:: TEXT BLOCK
The 2007 Hull City Council election took place on 3 May 2007 to elect members of Hull City Council in England. One third of the council was up for election and the Liberal Democrats gained overall control of the council from no overall control. Overall turnout was 27%.

After the election, the composition of the council was
Liberal Democrat 30
Labour 20
Independent 7
Conservative 2

Campaign
Before the election the Liberal Democrats had run the council as a minority administration since the 2006 election. However, by the time of the 2007 election they only had 24 seats on the council as compared to 25 for the Labour party; with 2 Conservatives, 6 in the independent group and 2 other independent councillors making up the council. The Liberal Democrats generally received support from the Conservatives and one of the independent councillors, while Labour usually got support from the independent group. As a result, the election was expected to be close with both main parties hopeful of forming the administration after the election.

All three of the Labour, Liberal Democrat and Conservatives parties contested the 19 seats which were up for election. There were also 11 independent, 6 Green, 3 British National Party and 3 United Kingdom Independence Party candidates. An important issue in the election was poor housing in Hull, with the council planning to spend £200 million on refurbishing council properties. An important division between Labour and the Liberal Democrats was over free school meals, with Labour wanting to extend the 3-year long pilot scheme which saw all primary school pupils get free meals. However the Liberal Democrats planned to reintroduce charges for lunches while keeping breakfasts free.
::::
- _TASK INSTRUCTIONS_:
1 - Translate this sentence from the article on the 2007 Hull City Council election into Spanish: "An important issue in the election was poor housing in Hull, with the council planning to spend £200 million on refurbishing council properties."
2 - Carry the article on the 2007 Hull City Council election forward from its last sentence.
The material after the article on the 2007 Hull City Council election isn't needed for any of this.
:: SUPPLIED MATERIAL
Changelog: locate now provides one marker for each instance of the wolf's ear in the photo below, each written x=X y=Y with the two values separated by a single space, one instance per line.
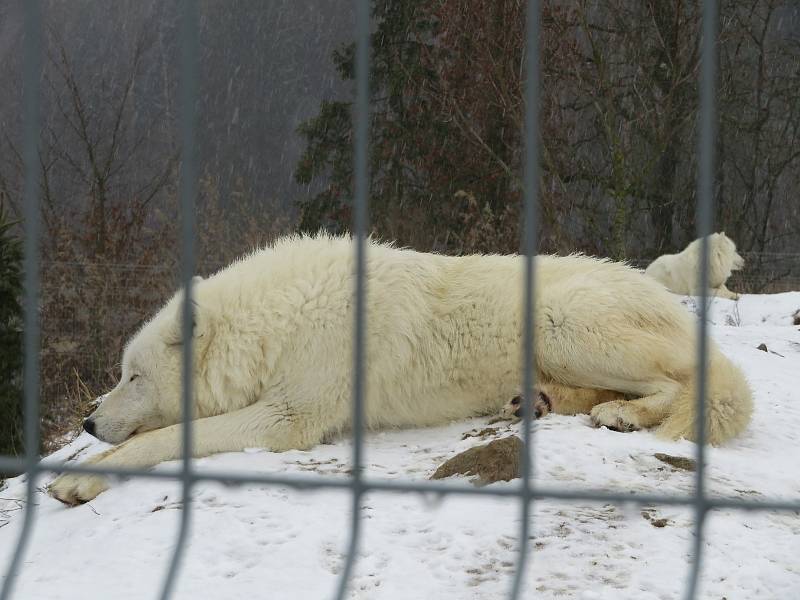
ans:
x=201 y=319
::::
- _TASK-BY-TASK ANSWERS_:
1 - Un tema importante en las elecciones fue la mala calidad de la vivienda en Hull, ya que el ayuntamiento planeaba gastar 200 millones de libras en reformar las viviendas municipales.

2 -
As the Liberal Democrats were only defending 7 seats and had won the most votes in the 2006 election they were optimistic of making gains. They pointed to the fact that the council had recently received a second star in the council performance ratings, and were also seen as likely to benefit due to the unpopularity of the national Labour Prime Minister Tony Blair, with even the Labour leader on the council saying that "the sooner he goes, the better". The Liberal Democrats targeted the Labour held wards of Drypool, Ings, Newington, Pickering and Sutton, as well as Derringham where the independent councillor Clare Page stood down at the election.

Election result
The results saw the Liberal Democrats gain 6 seats, including 5 from Labour, to hold 30 seats and thus win a majority on the council. 
The Liberal Democrat gains included all 6 wards which they had been targeting, with the results seen as a reflection on the Labour party nationally. The result was welcomed by the national Liberal Democrat leader, Menzies Campbell, who described the result in Hull as "tremendous".

This was the first time any party had a majority on the council since 2002 and also the first time that the Liberal Democrats had ever won a majority in Hull. Meanwhile, Labour, on 20 seats after the election, were in their worst position on the council for nearly 40 years. Following the election defeat the leader of the Labour group on the council, Ken Branson, stood down as leader and was succeeded by Steve Brady.

Ward results

No elections were held in Bricknell, Southcoates East, Southcoates West and St Andrews wards.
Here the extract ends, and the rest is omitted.